Exactly what is written in the records below should be returned, minus the images.

Data shown section start

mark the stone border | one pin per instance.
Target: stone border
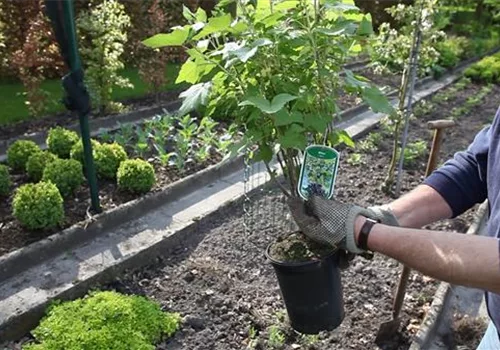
(22, 313)
(434, 316)
(112, 122)
(23, 258)
(97, 125)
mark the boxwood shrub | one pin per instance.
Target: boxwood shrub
(38, 206)
(19, 153)
(108, 158)
(60, 141)
(66, 174)
(36, 164)
(136, 176)
(5, 182)
(77, 150)
(104, 321)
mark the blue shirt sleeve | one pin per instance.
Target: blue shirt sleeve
(462, 180)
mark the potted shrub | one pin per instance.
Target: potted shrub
(277, 72)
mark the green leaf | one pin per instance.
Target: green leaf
(188, 15)
(294, 137)
(338, 137)
(339, 6)
(195, 96)
(188, 73)
(264, 154)
(176, 38)
(257, 101)
(355, 80)
(283, 118)
(223, 3)
(377, 101)
(279, 101)
(215, 24)
(316, 123)
(201, 15)
(245, 53)
(365, 27)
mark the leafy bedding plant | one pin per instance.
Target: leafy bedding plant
(276, 73)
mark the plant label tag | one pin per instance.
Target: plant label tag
(318, 172)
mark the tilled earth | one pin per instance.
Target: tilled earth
(227, 292)
(221, 283)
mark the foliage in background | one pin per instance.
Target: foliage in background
(486, 70)
(66, 174)
(104, 320)
(278, 72)
(103, 34)
(107, 158)
(19, 152)
(77, 150)
(392, 47)
(152, 62)
(60, 141)
(37, 53)
(36, 164)
(5, 182)
(38, 206)
(136, 176)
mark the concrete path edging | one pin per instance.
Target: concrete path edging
(25, 295)
(434, 316)
(22, 259)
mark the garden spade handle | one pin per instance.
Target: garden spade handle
(438, 126)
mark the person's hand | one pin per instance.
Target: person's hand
(384, 215)
(328, 222)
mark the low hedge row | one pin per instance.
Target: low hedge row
(58, 174)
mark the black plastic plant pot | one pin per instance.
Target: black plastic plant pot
(312, 292)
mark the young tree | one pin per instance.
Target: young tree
(103, 33)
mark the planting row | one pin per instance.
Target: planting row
(46, 190)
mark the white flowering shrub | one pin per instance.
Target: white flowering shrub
(103, 33)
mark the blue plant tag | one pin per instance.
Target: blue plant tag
(318, 172)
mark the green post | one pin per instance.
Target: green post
(77, 99)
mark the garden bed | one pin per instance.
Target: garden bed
(66, 119)
(228, 293)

Data shown section end

Response area:
mark the stone border | one pin per instance.
Target: stone border
(22, 313)
(434, 316)
(112, 122)
(23, 258)
(97, 125)
mark the boxwood shrub | one pin per instance.
Target: boxwood shrub
(38, 206)
(19, 153)
(108, 158)
(60, 141)
(66, 174)
(36, 164)
(136, 176)
(5, 182)
(77, 150)
(104, 321)
mark the blue shirt sleeve | one pin per instance.
Target: blue shirt sleeve
(462, 180)
mark the potted shrub | one pin per instance.
Target: potted shrub
(277, 72)
mark the green leaf | one pin per instance.
Target: green leaf
(188, 15)
(294, 137)
(338, 137)
(339, 6)
(195, 96)
(188, 73)
(264, 154)
(176, 38)
(257, 101)
(355, 80)
(283, 118)
(223, 3)
(377, 101)
(279, 101)
(215, 24)
(316, 123)
(201, 15)
(245, 53)
(365, 27)
mark the leafy bedding plant | one pin per instance.
Target: leafy bedding plant
(276, 73)
mark the plant label tag | one pin per instance.
Target: plant label tag
(318, 172)
mark the tilled earth | one pin per instance.
Target: tilled earth
(227, 292)
(221, 283)
mark the foliage in background | one pin per instance.
Target: foliage in background
(486, 70)
(66, 174)
(104, 320)
(278, 72)
(103, 34)
(107, 158)
(19, 152)
(77, 150)
(392, 47)
(152, 62)
(60, 141)
(37, 53)
(36, 164)
(5, 182)
(38, 206)
(136, 176)
mark the concrete path edging | one pin per instance.
Target: concrete path edging
(25, 295)
(434, 316)
(22, 259)
mark the garden spade handle | one pin per instance.
Target: garden spade handle
(438, 126)
mark the person's hand | one pin per instance.
Target: person's hand
(384, 215)
(328, 222)
mark the low hedge row | one pin per instance.
Target: low hedge row
(58, 174)
mark the black plastic plant pot | one pin per instance.
Target: black plastic plant pot
(312, 292)
mark the young tree | one pin per instance.
Target: young tree
(103, 33)
mark the planting row | one pin per instance.
Target: planting row
(46, 190)
mark the white flowering shrub | one pin per instance.
Target: white flowering shrub
(103, 33)
mark the blue plant tag | one pin per instance.
Target: blue plant tag
(318, 172)
mark the green post | one pin per instance.
Target: green post
(77, 99)
mark the garden bed | one pin per instance.
Target: garden bed
(66, 119)
(228, 293)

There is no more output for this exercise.